## Short task
Beginning with the line that contains "Where can you see the spruce", extract each line through the end of the listing below, with no additions or omissions.

## Collection entries
** Begin **
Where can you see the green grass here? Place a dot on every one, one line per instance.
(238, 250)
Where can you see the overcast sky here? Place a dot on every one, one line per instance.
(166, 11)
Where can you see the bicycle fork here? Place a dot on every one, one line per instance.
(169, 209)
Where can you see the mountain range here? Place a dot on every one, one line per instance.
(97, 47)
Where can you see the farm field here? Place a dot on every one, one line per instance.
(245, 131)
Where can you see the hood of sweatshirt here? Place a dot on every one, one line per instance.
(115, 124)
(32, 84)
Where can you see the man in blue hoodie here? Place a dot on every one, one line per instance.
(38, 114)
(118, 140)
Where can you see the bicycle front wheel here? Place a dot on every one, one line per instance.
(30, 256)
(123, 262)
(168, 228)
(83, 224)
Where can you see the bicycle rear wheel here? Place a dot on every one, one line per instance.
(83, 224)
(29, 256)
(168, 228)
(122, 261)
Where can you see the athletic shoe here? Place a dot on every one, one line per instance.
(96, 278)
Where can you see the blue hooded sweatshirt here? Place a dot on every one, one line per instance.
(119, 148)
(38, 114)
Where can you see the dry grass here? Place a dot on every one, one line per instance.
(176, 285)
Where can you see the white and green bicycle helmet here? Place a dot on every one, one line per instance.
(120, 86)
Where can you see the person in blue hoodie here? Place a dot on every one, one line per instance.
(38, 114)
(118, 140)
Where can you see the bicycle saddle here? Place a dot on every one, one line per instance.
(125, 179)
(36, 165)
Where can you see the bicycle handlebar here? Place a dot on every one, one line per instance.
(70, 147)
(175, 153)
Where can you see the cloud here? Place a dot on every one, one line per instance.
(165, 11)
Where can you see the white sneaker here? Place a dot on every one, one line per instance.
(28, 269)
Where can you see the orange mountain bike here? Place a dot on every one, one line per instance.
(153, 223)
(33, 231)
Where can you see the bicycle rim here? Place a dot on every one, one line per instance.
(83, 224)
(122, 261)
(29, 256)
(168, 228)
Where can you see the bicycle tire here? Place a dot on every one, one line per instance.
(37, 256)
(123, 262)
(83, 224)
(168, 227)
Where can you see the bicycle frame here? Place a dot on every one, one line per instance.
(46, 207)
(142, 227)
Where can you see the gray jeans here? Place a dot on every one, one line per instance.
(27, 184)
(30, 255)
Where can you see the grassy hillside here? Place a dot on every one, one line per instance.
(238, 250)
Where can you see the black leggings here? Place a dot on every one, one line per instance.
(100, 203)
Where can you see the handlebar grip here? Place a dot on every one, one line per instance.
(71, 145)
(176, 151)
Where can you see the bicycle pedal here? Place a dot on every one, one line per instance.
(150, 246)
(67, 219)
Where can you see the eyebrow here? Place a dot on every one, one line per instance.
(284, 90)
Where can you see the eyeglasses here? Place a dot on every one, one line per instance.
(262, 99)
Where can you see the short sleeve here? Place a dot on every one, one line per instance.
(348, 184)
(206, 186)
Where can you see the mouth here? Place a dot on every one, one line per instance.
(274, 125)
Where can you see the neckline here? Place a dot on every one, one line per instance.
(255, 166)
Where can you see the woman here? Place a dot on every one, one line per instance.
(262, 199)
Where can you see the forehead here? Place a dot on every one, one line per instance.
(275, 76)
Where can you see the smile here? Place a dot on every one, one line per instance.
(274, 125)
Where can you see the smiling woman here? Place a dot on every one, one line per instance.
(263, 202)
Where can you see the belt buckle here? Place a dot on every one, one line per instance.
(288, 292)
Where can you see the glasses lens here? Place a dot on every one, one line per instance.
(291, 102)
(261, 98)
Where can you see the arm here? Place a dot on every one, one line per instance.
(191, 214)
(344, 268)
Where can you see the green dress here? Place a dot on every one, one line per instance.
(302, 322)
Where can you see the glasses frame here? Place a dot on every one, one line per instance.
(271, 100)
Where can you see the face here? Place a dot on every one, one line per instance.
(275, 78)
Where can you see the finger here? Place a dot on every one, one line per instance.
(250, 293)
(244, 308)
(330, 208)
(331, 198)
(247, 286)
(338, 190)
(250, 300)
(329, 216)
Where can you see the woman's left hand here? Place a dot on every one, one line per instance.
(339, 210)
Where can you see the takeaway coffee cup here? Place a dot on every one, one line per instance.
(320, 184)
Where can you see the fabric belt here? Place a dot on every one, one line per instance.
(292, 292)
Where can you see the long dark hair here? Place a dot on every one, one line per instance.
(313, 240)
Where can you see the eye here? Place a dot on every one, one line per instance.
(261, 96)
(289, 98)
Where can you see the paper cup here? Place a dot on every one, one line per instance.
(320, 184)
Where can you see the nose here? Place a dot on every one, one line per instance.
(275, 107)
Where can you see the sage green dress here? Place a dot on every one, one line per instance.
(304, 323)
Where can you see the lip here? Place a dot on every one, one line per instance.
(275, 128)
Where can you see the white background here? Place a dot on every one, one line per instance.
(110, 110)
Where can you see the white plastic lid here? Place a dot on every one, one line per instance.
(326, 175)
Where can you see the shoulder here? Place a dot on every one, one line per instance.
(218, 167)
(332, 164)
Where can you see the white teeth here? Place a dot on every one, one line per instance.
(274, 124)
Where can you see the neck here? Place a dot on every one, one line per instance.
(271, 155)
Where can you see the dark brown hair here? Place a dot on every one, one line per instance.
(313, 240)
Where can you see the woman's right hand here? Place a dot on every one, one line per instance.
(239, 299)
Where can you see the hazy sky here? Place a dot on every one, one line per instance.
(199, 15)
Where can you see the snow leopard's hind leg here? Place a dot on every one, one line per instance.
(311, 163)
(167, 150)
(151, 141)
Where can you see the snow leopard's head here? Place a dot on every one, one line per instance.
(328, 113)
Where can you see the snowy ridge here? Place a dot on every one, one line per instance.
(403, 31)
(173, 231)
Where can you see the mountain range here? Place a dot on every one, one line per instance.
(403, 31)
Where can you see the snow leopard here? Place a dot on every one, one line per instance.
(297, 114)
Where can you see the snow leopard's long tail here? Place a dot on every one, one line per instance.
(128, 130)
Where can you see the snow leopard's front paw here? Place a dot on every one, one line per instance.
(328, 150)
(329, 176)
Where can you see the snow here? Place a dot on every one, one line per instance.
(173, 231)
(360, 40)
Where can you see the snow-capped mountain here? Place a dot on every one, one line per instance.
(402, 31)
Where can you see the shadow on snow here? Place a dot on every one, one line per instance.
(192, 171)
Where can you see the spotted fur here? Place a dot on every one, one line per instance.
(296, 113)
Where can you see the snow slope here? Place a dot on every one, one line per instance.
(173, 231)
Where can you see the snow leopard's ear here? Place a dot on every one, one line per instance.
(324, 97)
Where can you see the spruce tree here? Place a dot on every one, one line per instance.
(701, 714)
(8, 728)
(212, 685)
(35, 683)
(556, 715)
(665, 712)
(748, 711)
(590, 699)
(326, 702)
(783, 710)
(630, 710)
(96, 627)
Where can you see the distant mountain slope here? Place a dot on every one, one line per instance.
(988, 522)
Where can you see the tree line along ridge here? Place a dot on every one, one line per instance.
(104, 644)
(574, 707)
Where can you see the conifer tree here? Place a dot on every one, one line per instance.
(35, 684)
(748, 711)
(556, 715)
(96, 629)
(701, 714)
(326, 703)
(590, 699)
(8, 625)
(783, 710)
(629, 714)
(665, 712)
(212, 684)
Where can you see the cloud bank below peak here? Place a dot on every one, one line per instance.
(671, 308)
** End **
## Solution for this problem
Where can you see the spruce tree here? Place a dot on every one, one line per instance.
(701, 714)
(8, 728)
(212, 685)
(35, 683)
(556, 715)
(665, 712)
(748, 711)
(590, 699)
(326, 702)
(783, 710)
(630, 710)
(96, 627)
Where can you see the distant mountain slope here? Place a dot on every one, one line per instance.
(988, 522)
Where can you see the tree line along ridge here? Place a dot on every one, one line per instance.
(104, 644)
(574, 707)
Where can you see the conifer tree here? Place a dot on every one, one line per instance.
(35, 684)
(748, 711)
(556, 715)
(96, 629)
(701, 714)
(326, 703)
(590, 699)
(8, 625)
(783, 710)
(629, 714)
(665, 712)
(212, 684)
Where can you see the cloud bank below peak here? Place a dot on every one, one line per instance.
(671, 308)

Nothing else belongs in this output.